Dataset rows
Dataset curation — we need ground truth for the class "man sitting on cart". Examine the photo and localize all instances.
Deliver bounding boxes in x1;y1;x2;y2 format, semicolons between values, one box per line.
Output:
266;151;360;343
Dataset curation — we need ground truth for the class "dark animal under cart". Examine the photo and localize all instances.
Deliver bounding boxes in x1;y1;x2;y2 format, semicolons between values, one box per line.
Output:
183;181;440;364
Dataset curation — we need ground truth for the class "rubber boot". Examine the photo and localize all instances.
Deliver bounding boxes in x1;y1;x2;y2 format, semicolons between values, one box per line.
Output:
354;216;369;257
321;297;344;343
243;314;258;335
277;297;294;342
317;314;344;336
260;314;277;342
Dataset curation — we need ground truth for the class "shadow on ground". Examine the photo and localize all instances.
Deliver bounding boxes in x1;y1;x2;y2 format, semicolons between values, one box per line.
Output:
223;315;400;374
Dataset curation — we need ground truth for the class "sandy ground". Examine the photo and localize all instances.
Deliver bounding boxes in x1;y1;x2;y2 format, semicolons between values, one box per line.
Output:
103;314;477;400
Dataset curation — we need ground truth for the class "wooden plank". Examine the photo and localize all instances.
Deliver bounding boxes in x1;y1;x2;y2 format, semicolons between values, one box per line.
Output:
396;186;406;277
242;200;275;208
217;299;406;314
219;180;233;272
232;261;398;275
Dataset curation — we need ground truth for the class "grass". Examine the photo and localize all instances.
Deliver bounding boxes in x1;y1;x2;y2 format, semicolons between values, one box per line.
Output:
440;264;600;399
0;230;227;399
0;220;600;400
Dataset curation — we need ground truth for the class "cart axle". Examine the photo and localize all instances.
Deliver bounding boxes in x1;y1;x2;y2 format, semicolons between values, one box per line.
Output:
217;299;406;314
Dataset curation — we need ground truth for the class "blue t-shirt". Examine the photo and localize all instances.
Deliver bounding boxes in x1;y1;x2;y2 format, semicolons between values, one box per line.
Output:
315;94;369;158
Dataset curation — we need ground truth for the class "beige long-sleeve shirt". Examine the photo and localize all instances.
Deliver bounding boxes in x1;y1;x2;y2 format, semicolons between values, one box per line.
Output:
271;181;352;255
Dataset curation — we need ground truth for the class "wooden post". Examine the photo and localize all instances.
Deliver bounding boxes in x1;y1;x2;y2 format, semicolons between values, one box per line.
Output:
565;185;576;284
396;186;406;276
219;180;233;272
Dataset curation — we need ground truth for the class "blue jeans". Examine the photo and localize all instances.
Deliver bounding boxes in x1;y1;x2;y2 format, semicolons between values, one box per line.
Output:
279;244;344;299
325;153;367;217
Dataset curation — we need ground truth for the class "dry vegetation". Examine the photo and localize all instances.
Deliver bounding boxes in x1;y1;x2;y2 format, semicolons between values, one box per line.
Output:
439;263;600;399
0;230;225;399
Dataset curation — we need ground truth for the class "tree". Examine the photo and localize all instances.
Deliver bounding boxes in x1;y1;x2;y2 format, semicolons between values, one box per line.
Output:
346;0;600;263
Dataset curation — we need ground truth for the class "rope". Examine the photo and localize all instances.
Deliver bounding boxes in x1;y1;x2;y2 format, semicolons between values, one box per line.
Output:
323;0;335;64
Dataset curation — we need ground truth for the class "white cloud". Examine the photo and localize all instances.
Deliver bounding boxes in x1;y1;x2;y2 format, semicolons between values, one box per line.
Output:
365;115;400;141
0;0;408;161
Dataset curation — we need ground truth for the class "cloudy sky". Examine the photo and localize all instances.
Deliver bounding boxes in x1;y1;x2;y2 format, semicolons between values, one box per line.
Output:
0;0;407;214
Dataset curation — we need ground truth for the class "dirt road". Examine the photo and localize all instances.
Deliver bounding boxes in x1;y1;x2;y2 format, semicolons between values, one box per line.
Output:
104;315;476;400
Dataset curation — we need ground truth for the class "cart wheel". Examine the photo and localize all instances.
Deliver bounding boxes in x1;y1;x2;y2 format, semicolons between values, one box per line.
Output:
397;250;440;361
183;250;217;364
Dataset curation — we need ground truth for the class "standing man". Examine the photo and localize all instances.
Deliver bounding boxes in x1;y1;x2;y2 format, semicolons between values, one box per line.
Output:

PROMPT: Retype the data exactly as given.

WRITTEN RESPONSE:
Dataset curation — we need ground truth for the class "man sitting on cart". Examine the photo and localize all instances.
Deliver bounding boxes in x1;y1;x2;y2 format, semicolons between values, one box per line.
Output:
266;151;360;343
Dataset curation — we need ground truth for the class "dark animal under cart". Examine the photo and localize all instances.
Deliver bounding boxes in x1;y1;x2;y2 format, semicolons between values, one box per line.
Output:
183;181;440;364
Dataset curation — we need ground truth for the class "rubber boot". Examine the photo and localize all instances.
Deliver bounding boxes in x1;y1;x2;y2 format, semicolons between values, one box per line.
Output:
354;216;369;257
321;297;344;343
243;314;258;335
277;297;294;342
317;314;344;336
260;314;277;342
Dataset curation — we need ground truth for the class "shadow on ground". Examine the photo and localize all instances.
Deliver bounding boxes in x1;y1;x2;y2 format, semicolons between values, one box per line.
Output:
223;315;400;374
Dataset curation — we need ground truth for the class "sandy ground". Examine the photo and localize all instances.
Deliver bounding boxes in x1;y1;x2;y2 format, semicolons between values, one box per line.
Output:
103;314;477;400
Dataset curation — we need ground truth for the class "wooden plank". Examine the photo and localize all instances.
Deliver bounding boxes in x1;y1;x2;y2 format, semicolons between values, one box per line.
Output:
396;186;406;277
242;200;275;208
217;299;406;314
219;180;233;272
232;261;398;275
Dataset curation — we need ground truth for the class "grass". Examine the photo and localize all instances.
Deliver bounding boxes in x1;y1;x2;y2 format, semicolons between values, one box per line.
Output:
440;264;600;399
0;230;227;399
0;220;600;400
Dataset curation — we need ground truth for the class "cart axle". Examine the photo and localize all instances.
Deliver bounding boxes in x1;y1;x2;y2 format, semicolons between values, one box per line.
Output:
217;299;406;314
Dataset curation — we need ground truth for the class "blue t-shirt". Examine the photo and localize all instances.
Deliver bounding boxes in x1;y1;x2;y2 format, semicolons between values, one box per line.
Output:
315;94;369;158
Dataset curation — we need ground truth for the class "beige long-sleeve shirt". Examine the photo and localize all instances.
Deliver bounding boxes in x1;y1;x2;y2 format, semicolons between values, one box per line.
Output:
271;181;352;255
Dataset curation — we need ground truth for the class "wooden post". Examine the photo and localize all instances.
Deliver bounding boxes in x1;y1;x2;y2 format, semicolons between values, one box per line.
Output:
565;185;576;284
396;186;406;276
219;180;233;272
Dataset curation — we need ground truth for the class "blue jeans". Examine the photo and localize all instances.
Deliver bounding boxes in x1;y1;x2;y2 format, semicolons between values, one box per line.
Output:
279;244;344;299
325;153;367;217
Dataset curation — we need ground truth for the class "dry vegetation". Examine the photo and localize all instances.
Deliver bounding boxes in x1;y1;x2;y2 format, semicolons between values, one box per line.
Output:
439;263;600;399
0;230;225;399
Dataset curation — we need ground truth for the class "tree". Examine the photo and localize all instances.
Deliver bounding boxes in x1;y1;x2;y2 format, semicolons between values, one box per line.
Output:
346;0;600;263
Dataset curation — we need ground truth for the class "rope". Examine the photo and localize all instances.
Deliver bounding boxes in x1;y1;x2;y2 format, semicolons between values, one box per line.
Output:
323;0;335;64
Dataset curation — we need ground truth for the class "white cloud". Examine the photo and localize all instances.
Deliver bounding boxes in x1;y1;x2;y2 format, semicolons between values, one box per line.
Output:
365;115;400;141
0;0;408;161
Dataset curation — we need ground truth for the class "cloudy sky". Examine the photo and localize all instances.
Deliver bounding boxes in x1;y1;x2;y2 format, semicolons between values, one box per line.
Output:
0;0;407;214
Dataset curation — we need ground truth for the class "dirt road". Examine the photo and localize all instances.
Deliver bounding boxes in x1;y1;x2;y2 format, semicolons between values, one box per line.
Output:
104;315;476;400
Dataset curation — we need ground truth for the class "cart wheel". Examine the photo and localize all instances.
Deliver bounding boxes in x1;y1;x2;y2 format, semicolons between values, one box per line.
Output:
397;250;440;361
183;250;217;364
Dataset curation — we need ground truth for the class "standing man". Examine the photo and localize all instances.
Deliver bounding boxes in x1;y1;x2;y2 format, semicolons between values, one box per line.
Output:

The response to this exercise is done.